PROMPT
Find every line in the rows below that contains the word "blurred" and copy each one in full. Match case exactly.

SUPPLIED ENTRIES
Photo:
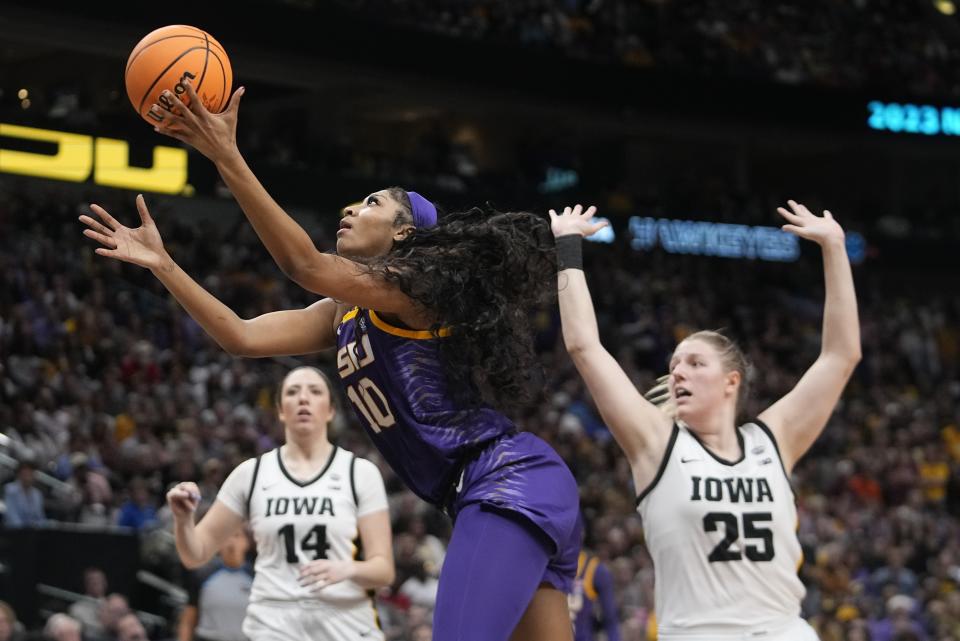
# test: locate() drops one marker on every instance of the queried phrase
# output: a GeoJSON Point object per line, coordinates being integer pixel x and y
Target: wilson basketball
{"type": "Point", "coordinates": [168, 56]}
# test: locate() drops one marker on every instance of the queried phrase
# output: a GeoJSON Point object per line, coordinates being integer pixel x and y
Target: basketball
{"type": "Point", "coordinates": [168, 56]}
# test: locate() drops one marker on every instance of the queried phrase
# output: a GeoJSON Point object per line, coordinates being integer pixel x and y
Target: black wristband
{"type": "Point", "coordinates": [570, 252]}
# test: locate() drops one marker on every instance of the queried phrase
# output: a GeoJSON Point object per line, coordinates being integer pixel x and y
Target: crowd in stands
{"type": "Point", "coordinates": [906, 45]}
{"type": "Point", "coordinates": [108, 386]}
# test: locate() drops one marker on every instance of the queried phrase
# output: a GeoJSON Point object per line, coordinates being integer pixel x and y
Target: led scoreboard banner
{"type": "Point", "coordinates": [925, 120]}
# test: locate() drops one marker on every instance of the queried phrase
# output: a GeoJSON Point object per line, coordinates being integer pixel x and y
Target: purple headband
{"type": "Point", "coordinates": [424, 211]}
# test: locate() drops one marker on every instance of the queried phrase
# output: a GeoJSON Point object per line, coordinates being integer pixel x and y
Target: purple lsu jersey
{"type": "Point", "coordinates": [395, 382]}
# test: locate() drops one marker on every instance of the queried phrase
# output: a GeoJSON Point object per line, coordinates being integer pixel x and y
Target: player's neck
{"type": "Point", "coordinates": [719, 434]}
{"type": "Point", "coordinates": [306, 451]}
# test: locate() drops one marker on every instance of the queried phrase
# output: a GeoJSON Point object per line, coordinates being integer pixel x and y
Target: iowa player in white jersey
{"type": "Point", "coordinates": [717, 506]}
{"type": "Point", "coordinates": [312, 507]}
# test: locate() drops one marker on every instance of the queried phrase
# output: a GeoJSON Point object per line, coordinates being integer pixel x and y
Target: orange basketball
{"type": "Point", "coordinates": [168, 56]}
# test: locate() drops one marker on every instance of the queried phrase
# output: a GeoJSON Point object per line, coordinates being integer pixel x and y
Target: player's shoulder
{"type": "Point", "coordinates": [757, 430]}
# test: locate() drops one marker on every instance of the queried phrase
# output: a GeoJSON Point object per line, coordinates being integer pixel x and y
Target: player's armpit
{"type": "Point", "coordinates": [289, 332]}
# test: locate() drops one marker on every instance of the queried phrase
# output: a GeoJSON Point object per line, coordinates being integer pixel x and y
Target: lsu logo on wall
{"type": "Point", "coordinates": [78, 156]}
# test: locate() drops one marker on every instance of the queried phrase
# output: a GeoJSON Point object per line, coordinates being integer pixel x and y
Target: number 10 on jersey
{"type": "Point", "coordinates": [371, 402]}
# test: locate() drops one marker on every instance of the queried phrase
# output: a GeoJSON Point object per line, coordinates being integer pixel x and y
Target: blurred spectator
{"type": "Point", "coordinates": [24, 501]}
{"type": "Point", "coordinates": [86, 610]}
{"type": "Point", "coordinates": [62, 627]}
{"type": "Point", "coordinates": [10, 629]}
{"type": "Point", "coordinates": [423, 632]}
{"type": "Point", "coordinates": [420, 587]}
{"type": "Point", "coordinates": [899, 624]}
{"type": "Point", "coordinates": [129, 628]}
{"type": "Point", "coordinates": [112, 609]}
{"type": "Point", "coordinates": [138, 511]}
{"type": "Point", "coordinates": [218, 594]}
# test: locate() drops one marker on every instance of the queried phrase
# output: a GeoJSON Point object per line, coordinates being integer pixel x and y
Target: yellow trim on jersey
{"type": "Point", "coordinates": [399, 331]}
{"type": "Point", "coordinates": [587, 574]}
{"type": "Point", "coordinates": [800, 561]}
{"type": "Point", "coordinates": [588, 587]}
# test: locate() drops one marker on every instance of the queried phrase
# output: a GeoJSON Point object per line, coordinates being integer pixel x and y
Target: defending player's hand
{"type": "Point", "coordinates": [141, 246]}
{"type": "Point", "coordinates": [318, 574]}
{"type": "Point", "coordinates": [805, 224]}
{"type": "Point", "coordinates": [575, 221]}
{"type": "Point", "coordinates": [183, 499]}
{"type": "Point", "coordinates": [213, 135]}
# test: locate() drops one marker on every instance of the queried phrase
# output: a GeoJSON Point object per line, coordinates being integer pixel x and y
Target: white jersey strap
{"type": "Point", "coordinates": [353, 482]}
{"type": "Point", "coordinates": [663, 464]}
{"type": "Point", "coordinates": [253, 483]}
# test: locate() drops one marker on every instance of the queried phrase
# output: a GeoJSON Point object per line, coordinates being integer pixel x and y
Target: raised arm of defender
{"type": "Point", "coordinates": [639, 427]}
{"type": "Point", "coordinates": [798, 418]}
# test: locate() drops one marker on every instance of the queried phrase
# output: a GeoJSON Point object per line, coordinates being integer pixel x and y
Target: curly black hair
{"type": "Point", "coordinates": [482, 273]}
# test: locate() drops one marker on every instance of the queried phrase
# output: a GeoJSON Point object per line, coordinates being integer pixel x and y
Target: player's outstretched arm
{"type": "Point", "coordinates": [798, 418]}
{"type": "Point", "coordinates": [639, 427]}
{"type": "Point", "coordinates": [198, 542]}
{"type": "Point", "coordinates": [214, 135]}
{"type": "Point", "coordinates": [289, 332]}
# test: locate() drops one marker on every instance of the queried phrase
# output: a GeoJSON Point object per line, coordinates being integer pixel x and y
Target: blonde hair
{"type": "Point", "coordinates": [732, 358]}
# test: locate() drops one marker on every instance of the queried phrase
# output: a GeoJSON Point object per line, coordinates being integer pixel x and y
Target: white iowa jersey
{"type": "Point", "coordinates": [295, 522]}
{"type": "Point", "coordinates": [722, 535]}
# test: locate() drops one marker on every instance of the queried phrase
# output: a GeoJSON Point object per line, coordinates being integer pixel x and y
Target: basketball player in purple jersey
{"type": "Point", "coordinates": [433, 329]}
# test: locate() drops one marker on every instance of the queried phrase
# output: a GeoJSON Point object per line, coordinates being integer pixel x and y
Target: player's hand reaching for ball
{"type": "Point", "coordinates": [575, 221]}
{"type": "Point", "coordinates": [805, 224]}
{"type": "Point", "coordinates": [318, 574]}
{"type": "Point", "coordinates": [183, 499]}
{"type": "Point", "coordinates": [213, 135]}
{"type": "Point", "coordinates": [141, 245]}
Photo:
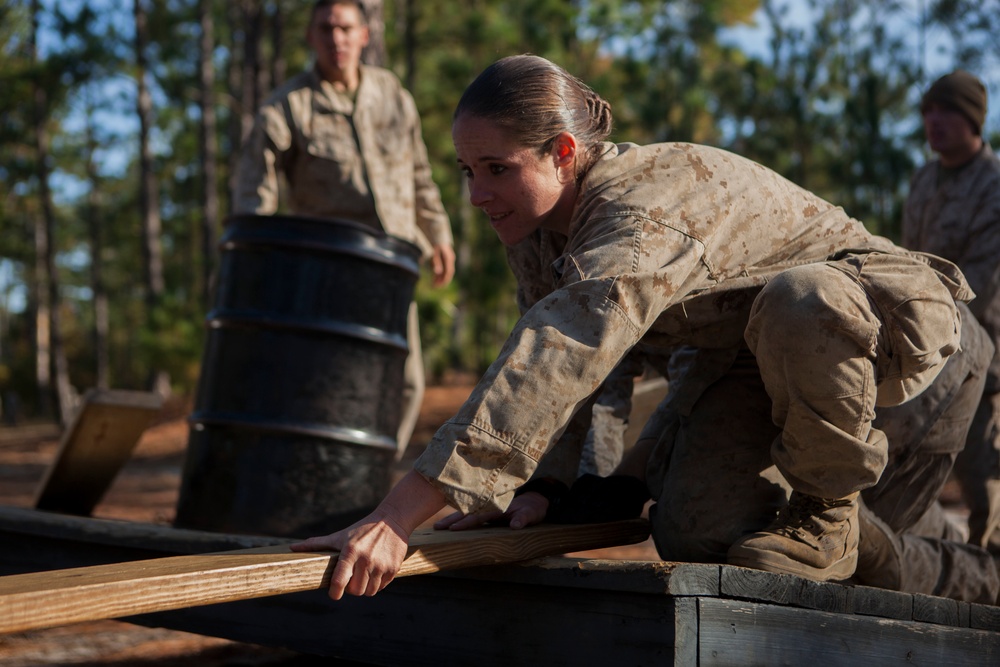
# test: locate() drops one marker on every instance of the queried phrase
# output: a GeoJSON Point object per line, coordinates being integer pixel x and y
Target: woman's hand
{"type": "Point", "coordinates": [371, 553]}
{"type": "Point", "coordinates": [525, 510]}
{"type": "Point", "coordinates": [372, 550]}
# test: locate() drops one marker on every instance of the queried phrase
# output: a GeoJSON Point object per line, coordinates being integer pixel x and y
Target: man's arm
{"type": "Point", "coordinates": [260, 162]}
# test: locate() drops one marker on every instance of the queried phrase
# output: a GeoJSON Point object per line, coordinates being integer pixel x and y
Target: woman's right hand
{"type": "Point", "coordinates": [371, 553]}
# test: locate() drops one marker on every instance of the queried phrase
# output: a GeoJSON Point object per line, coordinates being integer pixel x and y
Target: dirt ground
{"type": "Point", "coordinates": [146, 490]}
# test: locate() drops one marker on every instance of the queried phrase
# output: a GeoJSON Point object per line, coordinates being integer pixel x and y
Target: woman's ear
{"type": "Point", "coordinates": [564, 149]}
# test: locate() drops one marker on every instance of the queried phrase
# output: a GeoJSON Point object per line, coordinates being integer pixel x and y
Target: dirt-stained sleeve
{"type": "Point", "coordinates": [557, 356]}
{"type": "Point", "coordinates": [431, 218]}
{"type": "Point", "coordinates": [260, 161]}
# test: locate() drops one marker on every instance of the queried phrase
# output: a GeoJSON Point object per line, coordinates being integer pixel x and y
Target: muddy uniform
{"type": "Point", "coordinates": [955, 213]}
{"type": "Point", "coordinates": [795, 342]}
{"type": "Point", "coordinates": [361, 159]}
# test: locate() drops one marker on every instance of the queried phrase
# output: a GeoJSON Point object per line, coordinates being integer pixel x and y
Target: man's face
{"type": "Point", "coordinates": [947, 130]}
{"type": "Point", "coordinates": [337, 36]}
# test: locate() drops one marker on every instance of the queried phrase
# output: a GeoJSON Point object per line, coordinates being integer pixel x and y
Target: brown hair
{"type": "Point", "coordinates": [331, 3]}
{"type": "Point", "coordinates": [535, 100]}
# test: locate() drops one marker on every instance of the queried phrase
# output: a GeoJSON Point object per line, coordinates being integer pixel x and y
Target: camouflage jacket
{"type": "Point", "coordinates": [956, 214]}
{"type": "Point", "coordinates": [669, 244]}
{"type": "Point", "coordinates": [365, 161]}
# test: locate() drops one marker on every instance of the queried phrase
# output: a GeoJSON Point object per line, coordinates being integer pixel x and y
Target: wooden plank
{"type": "Point", "coordinates": [94, 447]}
{"type": "Point", "coordinates": [47, 599]}
{"type": "Point", "coordinates": [438, 620]}
{"type": "Point", "coordinates": [742, 582]}
{"type": "Point", "coordinates": [650, 577]}
{"type": "Point", "coordinates": [735, 632]}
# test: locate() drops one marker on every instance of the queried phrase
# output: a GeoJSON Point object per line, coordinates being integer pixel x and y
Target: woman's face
{"type": "Point", "coordinates": [518, 189]}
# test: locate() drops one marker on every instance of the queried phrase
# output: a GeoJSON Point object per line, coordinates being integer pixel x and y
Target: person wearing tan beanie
{"type": "Point", "coordinates": [953, 211]}
{"type": "Point", "coordinates": [954, 112]}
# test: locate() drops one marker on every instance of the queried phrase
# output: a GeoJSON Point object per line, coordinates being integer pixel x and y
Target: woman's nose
{"type": "Point", "coordinates": [479, 195]}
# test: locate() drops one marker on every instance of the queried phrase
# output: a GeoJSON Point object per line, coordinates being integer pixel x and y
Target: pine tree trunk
{"type": "Point", "coordinates": [100, 334]}
{"type": "Point", "coordinates": [45, 263]}
{"type": "Point", "coordinates": [209, 151]}
{"type": "Point", "coordinates": [149, 201]}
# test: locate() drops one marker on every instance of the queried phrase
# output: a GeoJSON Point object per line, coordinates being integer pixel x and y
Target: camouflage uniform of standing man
{"type": "Point", "coordinates": [953, 211]}
{"type": "Point", "coordinates": [347, 139]}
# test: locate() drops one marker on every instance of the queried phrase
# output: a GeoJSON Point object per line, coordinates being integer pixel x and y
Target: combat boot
{"type": "Point", "coordinates": [812, 537]}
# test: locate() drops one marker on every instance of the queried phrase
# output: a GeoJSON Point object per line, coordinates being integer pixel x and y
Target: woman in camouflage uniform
{"type": "Point", "coordinates": [796, 321]}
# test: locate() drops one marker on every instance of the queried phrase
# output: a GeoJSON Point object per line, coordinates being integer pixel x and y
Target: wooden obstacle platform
{"type": "Point", "coordinates": [553, 611]}
{"type": "Point", "coordinates": [94, 447]}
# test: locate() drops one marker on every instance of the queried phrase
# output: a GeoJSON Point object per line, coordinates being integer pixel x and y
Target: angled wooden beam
{"type": "Point", "coordinates": [48, 599]}
{"type": "Point", "coordinates": [94, 447]}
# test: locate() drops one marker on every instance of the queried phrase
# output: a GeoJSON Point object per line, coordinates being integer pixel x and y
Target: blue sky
{"type": "Point", "coordinates": [934, 51]}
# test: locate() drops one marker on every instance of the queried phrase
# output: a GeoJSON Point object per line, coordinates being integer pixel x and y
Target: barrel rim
{"type": "Point", "coordinates": [200, 419]}
{"type": "Point", "coordinates": [392, 245]}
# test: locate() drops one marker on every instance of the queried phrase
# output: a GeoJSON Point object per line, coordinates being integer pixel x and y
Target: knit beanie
{"type": "Point", "coordinates": [962, 92]}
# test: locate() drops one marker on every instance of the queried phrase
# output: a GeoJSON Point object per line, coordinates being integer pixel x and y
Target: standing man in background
{"type": "Point", "coordinates": [347, 139]}
{"type": "Point", "coordinates": [953, 211]}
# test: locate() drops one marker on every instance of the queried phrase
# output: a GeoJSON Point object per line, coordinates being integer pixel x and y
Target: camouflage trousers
{"type": "Point", "coordinates": [796, 409]}
{"type": "Point", "coordinates": [978, 471]}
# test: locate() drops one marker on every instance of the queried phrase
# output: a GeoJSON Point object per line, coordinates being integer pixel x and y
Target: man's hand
{"type": "Point", "coordinates": [443, 264]}
{"type": "Point", "coordinates": [525, 510]}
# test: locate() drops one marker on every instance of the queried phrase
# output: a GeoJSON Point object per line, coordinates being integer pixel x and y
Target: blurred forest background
{"type": "Point", "coordinates": [121, 121]}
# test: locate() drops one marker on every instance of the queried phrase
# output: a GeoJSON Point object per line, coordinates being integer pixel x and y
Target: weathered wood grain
{"type": "Point", "coordinates": [94, 447]}
{"type": "Point", "coordinates": [733, 632]}
{"type": "Point", "coordinates": [47, 599]}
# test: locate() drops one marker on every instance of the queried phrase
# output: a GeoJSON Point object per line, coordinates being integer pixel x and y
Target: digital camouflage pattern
{"type": "Point", "coordinates": [362, 159]}
{"type": "Point", "coordinates": [682, 245]}
{"type": "Point", "coordinates": [955, 213]}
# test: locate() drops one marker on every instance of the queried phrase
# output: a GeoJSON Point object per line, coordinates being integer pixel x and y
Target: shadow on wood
{"type": "Point", "coordinates": [94, 447]}
{"type": "Point", "coordinates": [48, 599]}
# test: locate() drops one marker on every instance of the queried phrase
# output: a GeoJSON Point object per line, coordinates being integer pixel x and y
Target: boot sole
{"type": "Point", "coordinates": [770, 561]}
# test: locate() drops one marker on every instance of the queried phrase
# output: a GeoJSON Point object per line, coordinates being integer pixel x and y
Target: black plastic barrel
{"type": "Point", "coordinates": [294, 426]}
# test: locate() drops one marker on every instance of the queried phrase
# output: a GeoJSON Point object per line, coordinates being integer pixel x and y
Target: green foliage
{"type": "Point", "coordinates": [829, 102]}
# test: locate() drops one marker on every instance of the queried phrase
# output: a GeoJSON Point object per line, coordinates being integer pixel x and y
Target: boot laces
{"type": "Point", "coordinates": [803, 512]}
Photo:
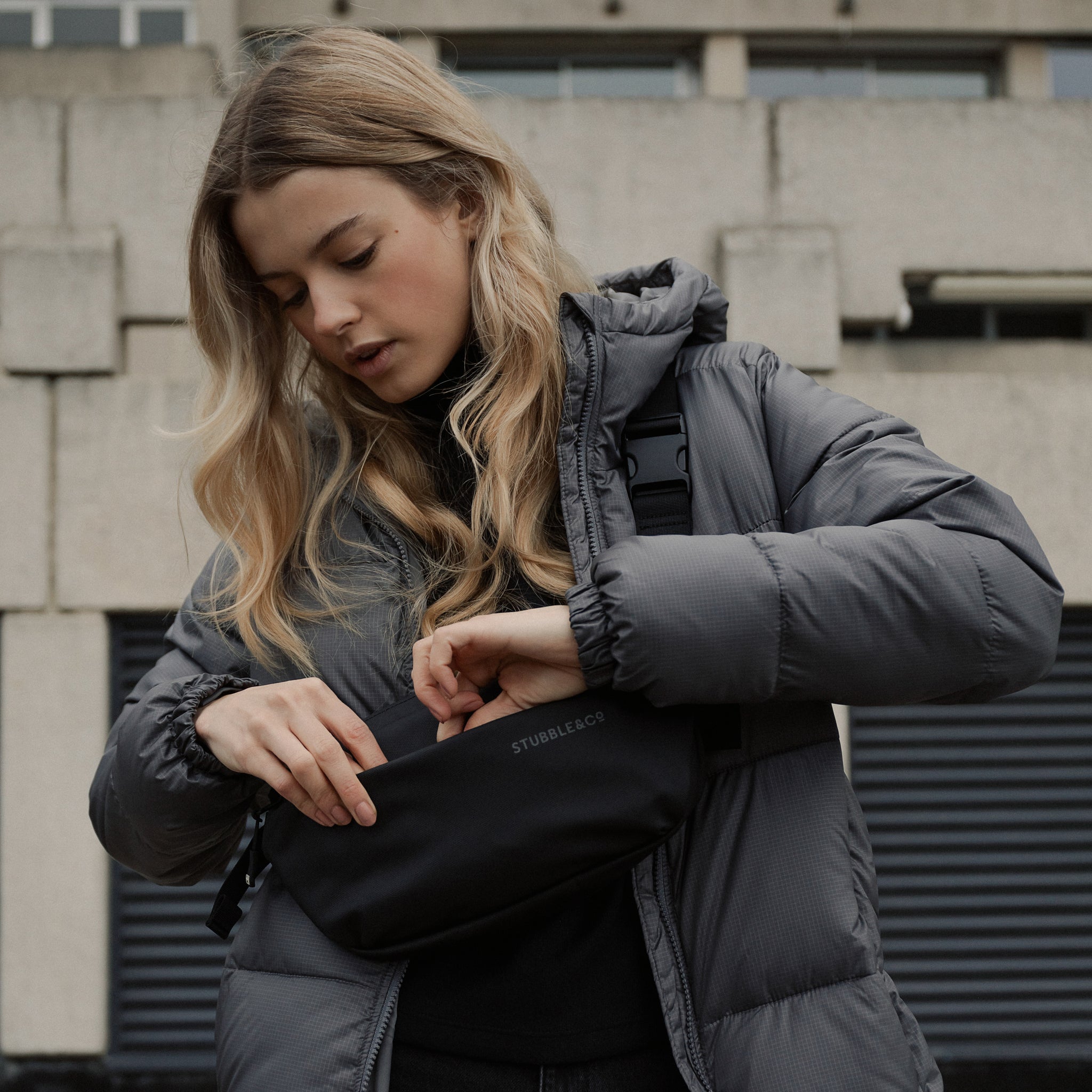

FINISHED ANSWER
Target: blurred spectator
Target: blurred forest background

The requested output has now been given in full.